# [DATA FOR THIS EXERCISE]
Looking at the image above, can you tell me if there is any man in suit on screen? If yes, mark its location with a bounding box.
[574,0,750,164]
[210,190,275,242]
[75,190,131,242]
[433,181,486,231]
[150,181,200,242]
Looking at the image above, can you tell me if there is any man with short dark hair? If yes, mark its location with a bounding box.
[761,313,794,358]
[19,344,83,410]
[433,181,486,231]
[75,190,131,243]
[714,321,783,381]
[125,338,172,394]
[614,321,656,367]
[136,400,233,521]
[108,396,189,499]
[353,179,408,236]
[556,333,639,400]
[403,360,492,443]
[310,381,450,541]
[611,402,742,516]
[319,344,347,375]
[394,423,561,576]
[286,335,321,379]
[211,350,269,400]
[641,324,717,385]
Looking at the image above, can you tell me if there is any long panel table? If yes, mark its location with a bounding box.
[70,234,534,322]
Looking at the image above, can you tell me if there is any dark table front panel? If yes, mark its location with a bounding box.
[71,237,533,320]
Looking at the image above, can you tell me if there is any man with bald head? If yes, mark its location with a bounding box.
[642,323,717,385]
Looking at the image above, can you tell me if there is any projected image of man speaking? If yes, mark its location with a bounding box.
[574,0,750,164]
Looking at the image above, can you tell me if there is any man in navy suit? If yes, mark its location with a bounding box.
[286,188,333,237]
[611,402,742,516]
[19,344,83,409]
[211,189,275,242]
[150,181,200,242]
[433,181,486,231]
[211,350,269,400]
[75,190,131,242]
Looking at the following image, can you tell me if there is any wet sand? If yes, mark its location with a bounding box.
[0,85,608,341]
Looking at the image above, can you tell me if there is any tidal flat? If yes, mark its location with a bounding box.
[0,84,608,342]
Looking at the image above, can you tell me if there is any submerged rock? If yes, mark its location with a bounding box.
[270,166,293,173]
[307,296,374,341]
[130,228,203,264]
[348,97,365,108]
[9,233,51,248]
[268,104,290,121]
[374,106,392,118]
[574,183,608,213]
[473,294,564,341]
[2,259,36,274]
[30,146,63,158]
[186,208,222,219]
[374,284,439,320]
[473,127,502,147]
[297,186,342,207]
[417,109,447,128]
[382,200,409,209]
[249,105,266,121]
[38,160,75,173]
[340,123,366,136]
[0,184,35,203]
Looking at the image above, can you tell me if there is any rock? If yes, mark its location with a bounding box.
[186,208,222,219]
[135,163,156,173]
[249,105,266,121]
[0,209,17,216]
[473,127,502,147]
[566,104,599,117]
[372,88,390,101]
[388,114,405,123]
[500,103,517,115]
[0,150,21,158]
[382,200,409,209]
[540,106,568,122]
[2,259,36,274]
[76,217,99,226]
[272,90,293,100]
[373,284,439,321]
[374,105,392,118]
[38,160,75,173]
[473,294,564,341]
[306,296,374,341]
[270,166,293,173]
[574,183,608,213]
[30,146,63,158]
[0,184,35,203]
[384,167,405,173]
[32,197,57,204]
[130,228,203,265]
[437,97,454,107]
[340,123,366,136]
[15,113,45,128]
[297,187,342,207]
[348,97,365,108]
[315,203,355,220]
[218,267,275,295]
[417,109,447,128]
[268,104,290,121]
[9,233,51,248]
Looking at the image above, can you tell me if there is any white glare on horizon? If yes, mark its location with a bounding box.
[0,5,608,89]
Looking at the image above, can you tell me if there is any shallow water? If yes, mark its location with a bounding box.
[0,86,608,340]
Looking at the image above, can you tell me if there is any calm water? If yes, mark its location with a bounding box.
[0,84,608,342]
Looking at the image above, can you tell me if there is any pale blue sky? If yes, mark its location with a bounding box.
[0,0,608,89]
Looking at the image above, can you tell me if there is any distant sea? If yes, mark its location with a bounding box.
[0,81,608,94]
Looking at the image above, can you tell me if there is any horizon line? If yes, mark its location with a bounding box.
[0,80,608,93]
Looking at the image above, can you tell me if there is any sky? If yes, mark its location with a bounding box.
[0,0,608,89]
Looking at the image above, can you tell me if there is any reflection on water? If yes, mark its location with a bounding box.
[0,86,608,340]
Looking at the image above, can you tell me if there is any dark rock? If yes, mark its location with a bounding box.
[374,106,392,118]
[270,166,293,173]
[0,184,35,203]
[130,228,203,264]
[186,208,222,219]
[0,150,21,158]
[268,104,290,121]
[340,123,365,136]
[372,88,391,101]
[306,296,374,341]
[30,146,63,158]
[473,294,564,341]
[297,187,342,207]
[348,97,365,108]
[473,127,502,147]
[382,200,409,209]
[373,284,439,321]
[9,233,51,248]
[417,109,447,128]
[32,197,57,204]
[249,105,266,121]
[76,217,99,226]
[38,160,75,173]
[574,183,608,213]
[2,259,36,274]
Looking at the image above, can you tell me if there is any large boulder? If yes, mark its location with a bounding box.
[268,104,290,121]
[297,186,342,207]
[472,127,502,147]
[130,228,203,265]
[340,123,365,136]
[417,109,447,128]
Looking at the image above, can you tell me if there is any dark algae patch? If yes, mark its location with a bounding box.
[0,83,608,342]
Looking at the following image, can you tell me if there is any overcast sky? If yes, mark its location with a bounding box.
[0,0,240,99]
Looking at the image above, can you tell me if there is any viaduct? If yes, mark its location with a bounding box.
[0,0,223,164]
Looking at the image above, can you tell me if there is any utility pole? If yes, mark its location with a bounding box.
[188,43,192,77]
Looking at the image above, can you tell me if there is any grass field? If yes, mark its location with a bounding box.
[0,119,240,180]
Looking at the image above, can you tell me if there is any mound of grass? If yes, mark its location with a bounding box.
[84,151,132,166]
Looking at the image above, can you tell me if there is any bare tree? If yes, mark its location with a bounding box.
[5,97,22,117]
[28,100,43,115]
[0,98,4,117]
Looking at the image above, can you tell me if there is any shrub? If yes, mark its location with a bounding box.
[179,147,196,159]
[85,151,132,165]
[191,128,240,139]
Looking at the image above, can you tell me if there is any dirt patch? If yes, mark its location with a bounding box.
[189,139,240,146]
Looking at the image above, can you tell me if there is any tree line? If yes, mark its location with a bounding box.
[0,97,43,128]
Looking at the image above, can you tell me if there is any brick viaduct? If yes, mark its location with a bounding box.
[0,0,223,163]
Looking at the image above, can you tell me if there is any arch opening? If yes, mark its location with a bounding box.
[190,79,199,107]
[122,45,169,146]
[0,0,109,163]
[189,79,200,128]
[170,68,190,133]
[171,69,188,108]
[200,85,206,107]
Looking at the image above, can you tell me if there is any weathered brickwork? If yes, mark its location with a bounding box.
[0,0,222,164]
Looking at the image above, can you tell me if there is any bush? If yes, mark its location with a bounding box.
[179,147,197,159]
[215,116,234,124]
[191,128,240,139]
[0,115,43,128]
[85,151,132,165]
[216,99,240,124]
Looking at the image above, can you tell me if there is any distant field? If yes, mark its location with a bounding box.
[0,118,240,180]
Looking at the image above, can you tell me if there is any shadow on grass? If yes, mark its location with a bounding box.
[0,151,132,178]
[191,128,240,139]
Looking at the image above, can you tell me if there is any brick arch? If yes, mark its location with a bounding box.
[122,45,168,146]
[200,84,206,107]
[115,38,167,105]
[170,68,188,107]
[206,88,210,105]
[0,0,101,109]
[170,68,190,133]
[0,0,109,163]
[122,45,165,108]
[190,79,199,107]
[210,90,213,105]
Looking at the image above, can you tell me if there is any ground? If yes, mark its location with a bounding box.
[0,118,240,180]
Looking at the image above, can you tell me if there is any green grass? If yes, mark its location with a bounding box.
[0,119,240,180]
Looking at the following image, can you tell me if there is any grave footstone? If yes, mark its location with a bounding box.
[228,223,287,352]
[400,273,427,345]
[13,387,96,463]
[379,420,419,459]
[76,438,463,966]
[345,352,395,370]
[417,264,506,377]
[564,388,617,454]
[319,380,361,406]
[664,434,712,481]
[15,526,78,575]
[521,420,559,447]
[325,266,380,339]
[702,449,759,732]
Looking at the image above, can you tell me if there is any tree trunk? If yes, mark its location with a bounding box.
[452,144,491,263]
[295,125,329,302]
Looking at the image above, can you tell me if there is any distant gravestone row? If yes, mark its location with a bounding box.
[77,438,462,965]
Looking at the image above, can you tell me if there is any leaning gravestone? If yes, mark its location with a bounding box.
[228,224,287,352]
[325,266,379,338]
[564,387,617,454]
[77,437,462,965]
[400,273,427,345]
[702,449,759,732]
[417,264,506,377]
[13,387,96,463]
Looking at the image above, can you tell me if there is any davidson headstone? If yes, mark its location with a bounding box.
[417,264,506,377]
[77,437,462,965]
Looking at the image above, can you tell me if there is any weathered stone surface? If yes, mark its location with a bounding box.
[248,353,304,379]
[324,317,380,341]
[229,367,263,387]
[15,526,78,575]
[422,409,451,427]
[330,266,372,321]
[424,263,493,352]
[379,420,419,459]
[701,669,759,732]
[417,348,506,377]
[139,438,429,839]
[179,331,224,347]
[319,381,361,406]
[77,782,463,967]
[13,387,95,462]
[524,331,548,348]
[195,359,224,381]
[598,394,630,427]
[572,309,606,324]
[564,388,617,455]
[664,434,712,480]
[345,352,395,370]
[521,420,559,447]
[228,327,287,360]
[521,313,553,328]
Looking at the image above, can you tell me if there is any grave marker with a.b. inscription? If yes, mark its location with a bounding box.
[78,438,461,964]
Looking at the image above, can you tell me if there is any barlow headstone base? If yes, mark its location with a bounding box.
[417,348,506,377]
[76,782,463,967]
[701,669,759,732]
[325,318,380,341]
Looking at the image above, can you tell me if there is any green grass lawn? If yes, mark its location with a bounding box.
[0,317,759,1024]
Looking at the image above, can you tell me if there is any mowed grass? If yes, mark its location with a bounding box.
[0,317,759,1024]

# [WRITTEN REQUEST]
Put the lines of the material into a JSON list of strings, one string per line with blank lines left out. Begin at the line that contains "is any pale" and stop after the line that contains "[0,83,608,342]".

# [RESPONSE]
[
  "Looking at the image above, can you tell me if there is any pale blue sky? If yes, mark its location with a bounding box.",
  "[0,0,608,89]",
  "Looking at the image above, can you tell me if there is any distant sea? If yes, mark its location with a bounding box.",
  "[0,81,608,94]",
  "Looking at the image above, can you tell me if there is any horizon line? If yes, mark its location with a bounding box.",
  "[0,80,608,93]",
  "Looking at the image above, can you tell me if there is any sky? If yes, mark its location with a bounding box.",
  "[0,0,608,89]",
  "Looking at the image above, can you tell me if there is any reflection on water? If yes, mark its location with a bounding box.",
  "[0,86,608,340]",
  "Looking at the image above, can you tell me if there is any dark rock? If yes, mark its location with a bounding box.",
  "[374,106,392,118]",
  "[270,166,293,173]",
  "[0,184,35,203]",
  "[130,228,203,264]",
  "[186,208,222,219]",
  "[0,150,21,158]",
  "[268,104,290,121]",
  "[340,123,365,136]",
  "[372,88,391,101]",
  "[306,296,374,341]",
  "[30,146,63,158]",
  "[473,294,564,341]",
  "[297,187,342,207]",
  "[348,97,365,108]",
  "[473,127,502,147]",
  "[382,200,409,209]",
  "[373,284,439,321]",
  "[9,233,51,248]",
  "[417,109,447,128]",
  "[32,197,57,204]",
  "[249,105,266,121]",
  "[76,217,99,226]",
  "[38,160,75,173]",
  "[574,183,608,213]",
  "[2,259,36,274]",
  "Looking at the image above, can you tell me if there is any large boulder? If yes, mark its location with a bounding box.",
  "[268,104,290,121]",
  "[297,186,342,207]",
  "[472,127,502,147]",
  "[130,228,203,265]",
  "[340,123,365,136]",
  "[417,109,447,128]",
  "Looking at the image above, can you tell me if there is any dark algae patch? If yes, mark its location with a bounding box.",
  "[0,83,608,342]"
]